VORLIEGENDER TEXT
━━━━
Die einschlägigen Steuerakten haben dem Gericht vorgelegen.
Entscheidungsgründe
Die Klage ist begründet.
Die für die beiden Koffer aufgewandten 1.056,-- € stellen Werbungskosten gemäß § 9 Abs. 1 S. 1 EStG dar. Danach sind Werbungskosten Aufwendungen zur Erwerbung, Sicherung und Erhaltung der Einnahmen. Wie aufgrund der Darstellung des Klägers in der mündlichen Verhandlung nunmehr zwischen den Beteiligten unstreitig ist, wurden die hier streitgegenständlichen Koffer ausschließlich für berufliche Zwecke angeschafft und genutzt.
Im Gegensatz zur Rechtsauffassung des Finanzamtes handelt es sich auch nicht um Kosten der Lebensführung, die gemäß § 12 Nr. 1 S. 2 EStG wegen des Aufteilungs- und Abzugsverbots nicht abzugsfähig wären (so genannte gemischte Aufwendungen). Nach der ständigen Rechtsprechung des Bundesfinanzhofes (BFH) dient dieses Aufteilungs- und Abzugsverbot der steuerlichen Gerechtigkeit. Er soll verhütet werden, dass Steuerpflichtige durch eine mehr oder weniger zufällige oder bewusst herbeigeführte Verbindung von beruflichen und privaten Erwägungen Aufwendungen für ihre Lebensführung nur deshalb zum Teil in den einkommensteuerlich relevanten Bereich verlagern können, weil sie einen entsprechenden Beruf haben, während andere Steuerpflichtige gleichartige Aufwendungen aus versteuerten Einkünften decken müssen. Die Vorschrift will weiter im Interesse der steuerlichen Gerechtigkeit verhüten, dass solche Aufwendungen als vom Steuerpflichtigen durch den Betrieb veranlasst dargestellt werden, ohne dass für das Finanzamt die Möglichkeit besteht, diese Ausgaben nachzuprüfen und die tatsächliche berufliche oder private Veranlassung festzustellen. Der Gesetzgeber geht davon aus, dass, wenn einmal eine der Lebensführung dienende Aufwendung vorliegt, die gleichzeitige Förderung des Berufs nicht beachtet wird (BFH-Beschluss vom 19.10.1970, GrS 2/70, BStBl. II 1971, 17; seitdem ständige Rechtsprechung).
━━━━
BEREITGESTELLTES MATERIAL
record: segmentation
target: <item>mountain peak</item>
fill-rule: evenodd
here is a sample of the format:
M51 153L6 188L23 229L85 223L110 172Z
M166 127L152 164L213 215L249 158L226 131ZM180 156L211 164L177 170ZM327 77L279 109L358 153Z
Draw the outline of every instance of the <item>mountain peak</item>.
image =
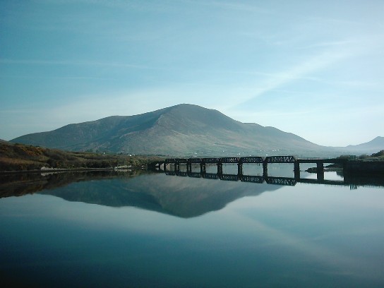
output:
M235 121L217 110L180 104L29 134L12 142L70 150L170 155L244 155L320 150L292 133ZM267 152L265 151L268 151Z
━━━━
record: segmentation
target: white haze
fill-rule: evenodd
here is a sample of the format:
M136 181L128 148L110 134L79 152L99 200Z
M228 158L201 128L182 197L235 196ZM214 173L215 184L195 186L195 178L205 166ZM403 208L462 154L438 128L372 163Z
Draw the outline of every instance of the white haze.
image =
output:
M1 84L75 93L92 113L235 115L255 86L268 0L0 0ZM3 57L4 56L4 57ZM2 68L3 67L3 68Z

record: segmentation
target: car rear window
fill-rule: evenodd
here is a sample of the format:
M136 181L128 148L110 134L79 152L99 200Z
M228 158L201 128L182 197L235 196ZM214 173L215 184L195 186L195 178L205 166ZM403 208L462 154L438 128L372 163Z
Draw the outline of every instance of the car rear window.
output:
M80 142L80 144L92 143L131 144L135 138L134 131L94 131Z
━━━━
GESTELLTE AUFGABE
Prüfe, ob die drei folgenden Aussagen mit dem vorliegenden Text übereinstimmen, und antworte bei jeder mit Ja oder Nein sowie den ausschlaggebenden Worten des Textes als wörtlichem Zitat.
1. Das Gericht hält die Klage für begründet.
2. Die Koffer wurden teilweise auch privat genutzt.
3. Das Gericht teilt die Rechtsauffassung des Finanzamtes, dass es sich um Kosten der Lebensführung handelt.

VOLLSTÄNDIGE ANTWORT
1. Ja: „Die Klage ist begründet.“
2. Nein: „ausschließlich für berufliche Zwecke angeschafft und genutzt“
3. Nein: „Im Gegensatz zur Rechtsauffassung des Finanzamtes handelt es sich auch nicht um Kosten der Lebensführung“